▸ **SUPPLIED DATA**
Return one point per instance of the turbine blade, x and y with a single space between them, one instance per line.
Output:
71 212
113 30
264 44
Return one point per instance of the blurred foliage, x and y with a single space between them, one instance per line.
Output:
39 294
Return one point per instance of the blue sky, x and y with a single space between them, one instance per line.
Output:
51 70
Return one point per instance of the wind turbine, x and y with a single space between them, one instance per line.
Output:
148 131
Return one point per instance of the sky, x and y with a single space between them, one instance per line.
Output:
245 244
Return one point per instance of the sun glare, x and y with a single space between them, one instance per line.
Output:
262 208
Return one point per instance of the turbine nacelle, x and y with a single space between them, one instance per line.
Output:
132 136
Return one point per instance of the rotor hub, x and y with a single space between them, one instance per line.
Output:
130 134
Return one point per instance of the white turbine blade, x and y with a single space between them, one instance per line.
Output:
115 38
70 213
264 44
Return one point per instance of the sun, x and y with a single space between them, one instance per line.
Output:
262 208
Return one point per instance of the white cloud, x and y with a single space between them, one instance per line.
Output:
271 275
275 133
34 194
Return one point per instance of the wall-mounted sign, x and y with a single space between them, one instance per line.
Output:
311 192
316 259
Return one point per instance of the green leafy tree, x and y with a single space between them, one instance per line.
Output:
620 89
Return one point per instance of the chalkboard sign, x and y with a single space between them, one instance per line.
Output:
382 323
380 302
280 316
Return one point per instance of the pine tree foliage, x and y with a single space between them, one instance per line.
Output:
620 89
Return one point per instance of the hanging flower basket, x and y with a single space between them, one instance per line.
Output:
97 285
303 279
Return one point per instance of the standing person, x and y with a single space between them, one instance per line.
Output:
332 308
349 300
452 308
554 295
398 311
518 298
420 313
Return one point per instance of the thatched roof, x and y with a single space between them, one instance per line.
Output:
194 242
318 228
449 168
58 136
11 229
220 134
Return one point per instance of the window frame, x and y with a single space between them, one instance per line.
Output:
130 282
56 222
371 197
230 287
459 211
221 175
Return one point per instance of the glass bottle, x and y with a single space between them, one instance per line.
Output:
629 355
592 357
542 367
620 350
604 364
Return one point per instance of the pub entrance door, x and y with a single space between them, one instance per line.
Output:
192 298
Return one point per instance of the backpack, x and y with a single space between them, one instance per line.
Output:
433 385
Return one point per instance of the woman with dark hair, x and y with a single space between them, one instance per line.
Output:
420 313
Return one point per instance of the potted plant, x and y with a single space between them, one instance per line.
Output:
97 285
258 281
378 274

▸ **PROBLEM DESCRIPTION**
Copy out word for word the lines starting at the one that contains "Return one point per instance of the potted" and ending with the last line of the items.

▸ **OUTPUT**
Return one point per instance of the potted plant, x and y with a single space between them, one instance per line.
Output:
97 285
258 281
378 274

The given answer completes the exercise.